Spectroscopic investigations of the U(VI) sorption onto the zircaloy corrosion product ZrO2

For a safety assessment of a repository for nuclear waste, the interactions of actinides with corroded phases in the near-field must be taken into account. Most commercial fission reactors use uranium-based fuels and the spent nuclear fuel still contains approximately 95 % of uranium, making it the largest fraction of the spent nuclear fuel by mass. Zirconia (ZrO₂) is the main corrosion product of the zircaloy cladding material of nuclear fuel rods and can act as a first barrier against the release of mobilized radionuclides from the spent nuclear fuel into the environment. Furthermore, the complexation of dissolved radionuclides with common inorganic ligands, such as carbonate, in the groundwater can have a significant influence on the formation and structure of actinide surface species and thus their mobility in the environment.
In situ Attenuated Total Reflection Fourier Transform Infrared Spectroscopy (ATR FT-IR) and Extended X-ray Absorption Fine Structure Spectroscopy (EXAFS) were applied to investigate the U(VI) speciation at the ZrO₂-water interface. A pH-dependent speciation of U(VI) at the zirconia surface could be observed under inert gas conditions with EXAFS and the preliminary results indicated the presence of two inner-sphere U(VI) surface species with different structural environments. The EXAFS results can be compared to the literature results of Lomenech et al., where also two U(VI) surface species on the ZrO₂ surface were observed (a tridentate U(VI) surface species at pH 3 and a bidentate surface species at higher pH) [1,2].
The sorption of U(VI) onto ZrO₂ under inert gas conditions was also studied with ATR FT-IR at pH 3.5 and 5.5 and a pH-dependent U(VI) speciation was observed, supporting the findings from the EXAFS investigations. The observed red shift of the asymmetric stretching vibration of the free uranyl aqua ion (𝜈₃(UO₂²⁺)) in the presence of ZrO₂ at pH 5.5 was due to the U(VI)‒ZrO₂ interactions. At a lower pH of 3.5 a second U(VI) surface species with a less pronounced red shift of the ν₃ vibration was identified.
A pH-dependence of the sorption of atmospheric carbonate on the zirconia surface was observed and a spectral splitting (Δ𝜈) of approximately 200 cm⁻¹ of the symmetric and asymmetric stretching vibration modes indicated the presence of bidentate bound carbonate species on the surface. The U(VI) sorption onto zirconia pre-equilibrated with atmospheric carbonate was also studied at pH 5.5 and 3.5. Compared to the experiments conducted under inert gas conditions, the red shift of the ν₃ mode of U(VI) at pH 5.5 was more pronounced in the presence of carbonate, indicating an influence of carbonate on the formed U(VI) surface species. In addition, changes in the frequency of the asymmetric and symmetric stretching vibrations of carbonate sorbed to the zirconia surface were observed in the presence of U(VI), also hinting towards structural changes in the surface species.
EXAFS and ATR FT-IR investigations provided valuable structural information about the formed U(VI) sorption species on the ZrO₂ surface in the presence and absence of carbonate. The improved molecular level understanding of such sorption processes will enable more reliable predictions of the environmental fate of U(VI). Such results will be complemented with batch sorption experiments as well as thermodynamic surface complexation modeling.

[1] Lomenech, C. et al. (2003) Radiochim. Acta 91(8), 453-461.
[2] Lomenech, C. et al. (2003) J. Colloid Interface Sci. 261(2), 221-232.

_ _ _

> _Exercise set_:
a. Quote the abstract, starting with "EXAFS and ATR" and going on through "Acta 91(8), 453-461.".
b. Say whether each statement agrees with the abstract, answering yes or no and quoting the deciding words: (i) Spent nuclear fuel still contains about 95 % uranium. (ii) The ATR FT-IR study of U(VI) sorption under inert gas was done at pH 3 and 7. (iii) The spectral splitting of about 200 cm⁻¹ pointed to monodentate carbonate on the surface.
c. According to the abstract, what will complement the EXAFS and ATR FT-IR results?
The material after this abstract is not needed for any of the work here.

_ _ _

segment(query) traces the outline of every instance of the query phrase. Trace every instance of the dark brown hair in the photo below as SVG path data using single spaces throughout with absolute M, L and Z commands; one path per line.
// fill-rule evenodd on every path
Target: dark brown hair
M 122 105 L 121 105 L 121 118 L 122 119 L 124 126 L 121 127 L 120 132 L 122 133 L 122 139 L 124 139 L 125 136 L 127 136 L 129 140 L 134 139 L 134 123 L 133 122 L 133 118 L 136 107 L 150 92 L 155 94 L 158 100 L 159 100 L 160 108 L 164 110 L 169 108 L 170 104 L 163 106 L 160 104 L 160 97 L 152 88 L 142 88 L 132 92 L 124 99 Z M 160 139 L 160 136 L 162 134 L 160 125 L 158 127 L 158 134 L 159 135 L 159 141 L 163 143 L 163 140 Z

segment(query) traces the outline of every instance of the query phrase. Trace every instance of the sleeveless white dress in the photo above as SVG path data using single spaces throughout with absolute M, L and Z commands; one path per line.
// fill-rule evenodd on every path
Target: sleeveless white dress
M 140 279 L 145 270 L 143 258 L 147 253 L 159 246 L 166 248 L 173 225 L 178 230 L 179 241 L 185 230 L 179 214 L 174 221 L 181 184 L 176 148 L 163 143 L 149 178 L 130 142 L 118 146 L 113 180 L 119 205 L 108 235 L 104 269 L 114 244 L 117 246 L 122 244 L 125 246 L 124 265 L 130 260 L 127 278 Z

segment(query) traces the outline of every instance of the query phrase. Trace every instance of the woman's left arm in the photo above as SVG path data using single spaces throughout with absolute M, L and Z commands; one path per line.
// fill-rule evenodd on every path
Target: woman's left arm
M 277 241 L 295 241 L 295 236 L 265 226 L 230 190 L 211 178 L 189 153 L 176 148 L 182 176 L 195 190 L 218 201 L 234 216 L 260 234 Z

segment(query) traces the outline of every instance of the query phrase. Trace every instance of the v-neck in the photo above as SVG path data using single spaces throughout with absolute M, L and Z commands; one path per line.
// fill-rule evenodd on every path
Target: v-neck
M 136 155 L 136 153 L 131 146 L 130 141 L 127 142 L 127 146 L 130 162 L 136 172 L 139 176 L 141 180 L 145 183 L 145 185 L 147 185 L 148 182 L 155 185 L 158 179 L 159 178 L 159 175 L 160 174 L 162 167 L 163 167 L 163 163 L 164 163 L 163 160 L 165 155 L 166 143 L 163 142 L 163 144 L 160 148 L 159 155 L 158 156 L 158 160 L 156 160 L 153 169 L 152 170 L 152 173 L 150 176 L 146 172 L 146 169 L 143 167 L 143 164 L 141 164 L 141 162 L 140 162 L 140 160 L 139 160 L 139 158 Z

_ _ _

> _Written responses_:
a.
EXAFS and ATR FT-IR investigations provided valuable structural information about the formed U(VI) sorption species on the ZrO₂ surface in the presence and absence of carbonate. The improved molecular level understanding of such sorption processes will enable more reliable predictions of the environmental fate of U(VI). Such results will be complemented with batch sorption experiments as well as thermodynamic surface complexation modeling.

[1] Lomenech, C. et al. (2003) Radiochim. Acta 91(8), 453-461.

b.
(i) Yes: "the spent nuclear fuel still contains approximately 95 % of uranium"
(ii) No: "was also studied with ATR FT-IR at pH 3.5 and 5.5"
(iii) No: "indicated the presence of bidentate bound carbonate species on the surface"

c. Batch sorption experiments and thermodynamic surface complexation modeling.